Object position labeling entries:
^^^^^^^^

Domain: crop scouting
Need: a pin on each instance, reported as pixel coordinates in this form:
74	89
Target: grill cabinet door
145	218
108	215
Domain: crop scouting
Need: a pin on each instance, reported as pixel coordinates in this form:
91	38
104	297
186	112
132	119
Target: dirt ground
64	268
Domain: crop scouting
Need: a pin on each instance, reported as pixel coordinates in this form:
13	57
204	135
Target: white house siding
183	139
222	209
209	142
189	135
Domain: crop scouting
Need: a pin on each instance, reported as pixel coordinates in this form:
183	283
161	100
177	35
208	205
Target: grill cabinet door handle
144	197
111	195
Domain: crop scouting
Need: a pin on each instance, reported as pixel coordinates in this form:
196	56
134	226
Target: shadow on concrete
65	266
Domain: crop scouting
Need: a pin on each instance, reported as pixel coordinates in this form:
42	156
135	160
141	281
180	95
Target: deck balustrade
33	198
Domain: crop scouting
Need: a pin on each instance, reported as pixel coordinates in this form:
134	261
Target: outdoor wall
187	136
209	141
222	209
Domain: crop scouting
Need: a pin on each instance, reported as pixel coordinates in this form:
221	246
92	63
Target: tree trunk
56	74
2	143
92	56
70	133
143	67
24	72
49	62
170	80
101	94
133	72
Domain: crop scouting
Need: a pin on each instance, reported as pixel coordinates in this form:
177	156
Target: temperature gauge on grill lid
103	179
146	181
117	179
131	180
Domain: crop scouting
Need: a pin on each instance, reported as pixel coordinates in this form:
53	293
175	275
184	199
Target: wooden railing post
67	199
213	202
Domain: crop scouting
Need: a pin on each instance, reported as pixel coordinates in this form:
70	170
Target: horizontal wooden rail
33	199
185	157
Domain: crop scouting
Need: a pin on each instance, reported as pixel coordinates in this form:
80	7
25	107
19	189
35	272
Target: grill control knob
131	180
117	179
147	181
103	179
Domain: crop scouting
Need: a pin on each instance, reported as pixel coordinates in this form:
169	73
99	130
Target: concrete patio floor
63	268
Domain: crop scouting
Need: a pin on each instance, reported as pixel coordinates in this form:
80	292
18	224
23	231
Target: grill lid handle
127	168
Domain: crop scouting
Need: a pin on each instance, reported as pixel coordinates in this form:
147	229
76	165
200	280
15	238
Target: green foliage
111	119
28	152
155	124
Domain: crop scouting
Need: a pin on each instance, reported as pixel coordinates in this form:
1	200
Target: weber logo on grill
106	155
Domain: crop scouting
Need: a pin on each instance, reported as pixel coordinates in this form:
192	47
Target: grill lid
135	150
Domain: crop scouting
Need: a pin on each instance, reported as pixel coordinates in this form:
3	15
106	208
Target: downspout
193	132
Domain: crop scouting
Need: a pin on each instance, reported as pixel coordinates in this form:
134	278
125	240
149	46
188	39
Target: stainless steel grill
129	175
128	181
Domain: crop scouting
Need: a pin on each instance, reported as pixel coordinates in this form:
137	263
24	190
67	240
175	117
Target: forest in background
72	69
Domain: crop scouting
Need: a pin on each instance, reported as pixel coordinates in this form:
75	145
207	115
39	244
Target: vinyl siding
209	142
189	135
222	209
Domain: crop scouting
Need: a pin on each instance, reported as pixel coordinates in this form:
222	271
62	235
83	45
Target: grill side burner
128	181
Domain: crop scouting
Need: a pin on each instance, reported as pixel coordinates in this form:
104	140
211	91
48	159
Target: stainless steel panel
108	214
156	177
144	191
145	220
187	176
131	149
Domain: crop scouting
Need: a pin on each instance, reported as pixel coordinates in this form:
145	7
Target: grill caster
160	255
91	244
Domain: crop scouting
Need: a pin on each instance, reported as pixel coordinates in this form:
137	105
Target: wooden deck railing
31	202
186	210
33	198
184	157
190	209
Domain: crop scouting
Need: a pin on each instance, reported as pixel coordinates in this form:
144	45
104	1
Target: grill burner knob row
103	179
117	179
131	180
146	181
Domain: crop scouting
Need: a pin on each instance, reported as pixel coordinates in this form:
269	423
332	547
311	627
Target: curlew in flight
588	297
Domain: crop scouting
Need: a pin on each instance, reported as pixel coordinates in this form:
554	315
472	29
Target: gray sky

^^^^^^^^

Set exercise: Your task is to repeat every line exactly.

Output of the exercise:
Domain: crop scouting
Need: a pin on each instance, reported as pixel coordinates in this form:
74	89
Target: grill cabinet door
145	218
108	215
Domain: crop scouting
Need: a pin on each instance, reported as pixel coordinates in this form:
91	38
104	297
186	112
132	119
Target: dirt ground
64	268
Domain: crop scouting
Need: a pin on each instance, reported as pixel coordinates in this form:
13	57
204	135
Target: white house siding
183	139
222	209
209	142
189	135
Domain: crop scouting
Need: a pin on each instance, reported as pixel coordinates in this form:
183	283
161	100
177	35
208	205
Target: grill cabinet door handle
144	197
111	195
Domain: crop scouting
Need: a pin on each instance, reported as pixel coordinates in this form:
196	56
134	226
Target: shadow on concrete
65	266
Domain: crop scouting
Need: a pin on each instance, reported as pixel coordinates in this form:
42	156
135	160
141	281
180	95
Target: deck balustrade
33	198
Domain: crop scouting
Need: a pin on each instance, reported as pixel coordinates in this form:
134	261
Target: outdoor wall
187	136
209	141
222	209
Domain: crop scouting
Need: a pin on each instance, reported as pixel coordinates in this form:
221	246
92	63
Target: tree trunk
56	74
2	143
92	56
70	133
143	67
24	72
49	62
170	80
101	94
133	72
Domain: crop scouting
Need: a pin on each instance, reported as pixel coordinates in this form:
177	156
Target: temperature gauge on grill lid
103	179
146	181
117	179
131	180
Domain: crop scouting
Need: a pin on each instance, reported as pixel coordinates in this form:
53	293
175	275
184	199
Target: wooden railing post
67	199
213	202
Domain: crop scouting
Need: a pin on each instance, reported as pixel coordinates in this form:
70	170
Target: horizontal wooden rail
33	199
185	157
Domain: crop scouting
Need: a pin on each instance, reported as pixel coordinates in this form:
80	7
25	107
19	189
35	272
Target: grill control knob
131	180
117	179
147	181
103	179
Domain: crop scouting
Need: a pin on each instance, reported as pixel coordinates in this form:
169	73
99	130
Target: concrete patio floor
63	268
Domain: crop scouting
Need: a pin on each instance, reported as pixel coordinates in this form:
80	292
18	224
23	231
Target: grill lid handle
127	168
Domain: crop scouting
Need: a pin on each instance, reported as pixel coordinates in this form:
147	229
76	165
200	280
15	238
Target: green foliage
111	119
28	152
155	124
Domain: crop scouting
Need: a pin on each instance, reported as pixel coordinates in this form:
1	200
Target: weber logo on grill
106	155
Domain: crop scouting
Need: a pin on each instance, reported as pixel coordinates in this form:
192	47
Target: grill lid
135	150
Domain: crop scouting
Need: a pin on each instance, reported as pixel coordinates in this form:
3	15
106	208
Target: downspout
193	132
Domain: crop scouting
Need: a pin on each instance, reported as pixel coordinates in this form:
134	278
125	240
149	46
188	39
Target: stainless steel grill
129	175
128	181
Domain: crop scouting
Need: a pin on each instance, reported as pixel coordinates in this form:
137	263
24	190
67	240
175	117
Target: forest in background
72	69
Domain: crop scouting
Need: a pin on each instance, reported as pixel coordinates in this form:
75	145
207	115
39	244
Target: vinyl siding
209	142
189	135
222	209
Domain: crop scouting
Need: a pin on each instance, reported as pixel coordinates in this form:
222	271
62	235
83	45
Target: grill side burner
128	181
Domain: crop scouting
Need: a pin on each instance, reported as pixel coordinates in this form:
104	140
211	91
48	159
Target: stainless steel panel
108	214
156	177
144	191
145	220
187	176
131	149
Domain: crop scouting
Need: a pin on each instance, reported as pixel coordinates in this form:
145	7
Target: grill caster
160	255
91	244
Domain: crop scouting
Need: a pin on each instance, reported as pixel coordinates in this form:
137	105
Target: wooden deck railing
31	202
186	210
33	198
184	157
190	209
Domain: crop scouting
Need: a pin on each instance, reported as pixel coordinates in this form:
144	45
104	1
Target: grill burner knob row
103	179
117	179
131	180
146	181
Domain: crop scouting
Need: a pin on each instance, reported as pixel coordinates in this form:
269	423
332	547
311	627
Target: curlew in flight
588	297
Domain: crop scouting
Need: a pin on each instance, reported as pixel coordinates in this form:
554	315
472	29
Target: gray sky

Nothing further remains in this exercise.